Reproduce every entry exactly and leave its pictures out.

[Entries from a point annotation set]
+--

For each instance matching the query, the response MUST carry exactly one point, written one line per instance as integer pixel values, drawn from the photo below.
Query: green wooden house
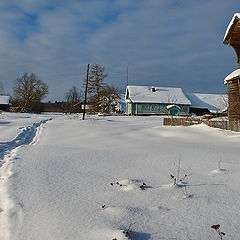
(144, 100)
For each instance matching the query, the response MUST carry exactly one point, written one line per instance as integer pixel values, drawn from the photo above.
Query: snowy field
(67, 179)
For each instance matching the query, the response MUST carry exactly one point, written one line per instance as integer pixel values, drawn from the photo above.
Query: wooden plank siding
(234, 99)
(154, 109)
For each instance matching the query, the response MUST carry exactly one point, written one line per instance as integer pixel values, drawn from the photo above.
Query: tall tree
(28, 92)
(109, 99)
(1, 89)
(73, 98)
(96, 84)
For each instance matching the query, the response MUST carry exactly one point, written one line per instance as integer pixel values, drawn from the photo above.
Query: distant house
(144, 100)
(203, 103)
(4, 103)
(232, 38)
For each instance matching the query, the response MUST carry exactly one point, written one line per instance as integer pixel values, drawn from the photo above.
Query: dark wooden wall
(234, 99)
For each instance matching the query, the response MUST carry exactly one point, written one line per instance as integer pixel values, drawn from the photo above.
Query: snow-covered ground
(66, 179)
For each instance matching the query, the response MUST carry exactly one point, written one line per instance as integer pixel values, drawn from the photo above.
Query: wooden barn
(232, 38)
(144, 100)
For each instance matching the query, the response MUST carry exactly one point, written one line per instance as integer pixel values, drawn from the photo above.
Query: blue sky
(175, 43)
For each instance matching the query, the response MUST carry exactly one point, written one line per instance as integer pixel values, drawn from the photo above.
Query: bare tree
(1, 88)
(73, 98)
(96, 84)
(108, 99)
(28, 92)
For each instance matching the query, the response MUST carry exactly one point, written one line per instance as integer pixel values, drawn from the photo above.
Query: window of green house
(155, 107)
(184, 108)
(145, 107)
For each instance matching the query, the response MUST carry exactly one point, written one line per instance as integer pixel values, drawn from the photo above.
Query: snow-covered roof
(4, 99)
(232, 75)
(144, 94)
(213, 102)
(235, 20)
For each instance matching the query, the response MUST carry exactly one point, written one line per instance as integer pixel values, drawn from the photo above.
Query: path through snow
(8, 151)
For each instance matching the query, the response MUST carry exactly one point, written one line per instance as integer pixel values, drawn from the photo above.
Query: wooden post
(86, 88)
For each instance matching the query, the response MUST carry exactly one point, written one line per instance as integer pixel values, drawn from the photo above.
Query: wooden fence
(222, 124)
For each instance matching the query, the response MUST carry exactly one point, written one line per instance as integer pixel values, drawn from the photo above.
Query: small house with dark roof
(232, 38)
(4, 103)
(145, 100)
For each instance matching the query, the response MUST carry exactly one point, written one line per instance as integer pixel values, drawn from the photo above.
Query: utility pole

+--

TASK RESULT:
For each instance matching the query, the response MUST carry exactly one point, written one line per instance as integer pixel values, drawn from the photo below.
Query: green wooden house
(144, 100)
For each instance matching the query, the response MUST carry exactly one point, written one line per instance as integer pixel values, drawn from the photo above.
Query: snowy field
(67, 179)
For each instance matching the query, the response MUST carry exactly one point, written one line per instance as integer pixel values, drawn from the photo above.
Query: wooden plank siding
(234, 99)
(154, 109)
For each instance matching the query, the response MUST carry exactly one point, written one line per instance as integer pixel values, drawn from the photo above.
Query: tall tree
(28, 92)
(109, 99)
(1, 89)
(73, 98)
(96, 84)
For each instance matching the query, the response MUST carry exactly one point, written one line per instance as integer pixel values, drawn from the photo above.
Query: distant house
(144, 100)
(203, 103)
(4, 103)
(232, 38)
For each instance matching the query, the response MUST carry exactly one point, written one line per instance as integer pixel values, drawn from the photo above.
Query: dark wooden wall
(234, 99)
For each instance matching the query, the response MUST carry exactly one point, written one line per instance as integer pixel values, drawn from the photo above.
Query: snow-covered ground
(66, 179)
For each instance matching the query, the response MUST carry exactly one point, written one line per instance as integer pixel values, drawn from the photo above.
Query: wooden barn
(232, 38)
(144, 100)
For each instance matching the query, the response MUST carry exactly one point, written one line per instance as integer pixel values, drawn from the photo above.
Query: blue sky
(175, 43)
For each instance matching the query, the response MUST carry exactly one point, written one line per instance as integer pixel values, drawn from the photo above.
Query: bare tree
(1, 88)
(73, 98)
(96, 84)
(108, 99)
(28, 92)
For each instance matching the query, the response MUST carry exactly one point, written one line per instance as integer pixel values, drawn from the photo above.
Query: window of green house
(155, 107)
(184, 108)
(145, 107)
For each instance matching the query, the response MUST carry exactly one point, written one line per instance as integer pixel values, drawn from the photo above.
Query: snow-covered roof
(4, 99)
(232, 75)
(144, 94)
(213, 102)
(235, 20)
For each instance matching the query, the response MUST carry exactly one point, written one line per instance as integer pixel values, drawn from the photo above.
Query: path through snow
(8, 151)
For each instance matching the query, the response MUST carry exactly one point, written one line per instance as integer pixel values, drawn from the photo above.
Query: wooden post
(86, 88)
For each instance matching the query, the response MUST carry exactly one point, written one line per instance as integer pixel values, drawn from the photo above.
Query: wooden fence
(222, 124)
For each instance matching the query, the response MUST carry exactly one point, written one line per instance as integer pixel values, drawn from the photo above.
Query: small house with dark roof
(232, 38)
(4, 103)
(145, 100)
For each instance matching the query, the response MUST carry exactly one point, written one line per instance as integer pixel values, drawn from the photo above.
Query: utility pole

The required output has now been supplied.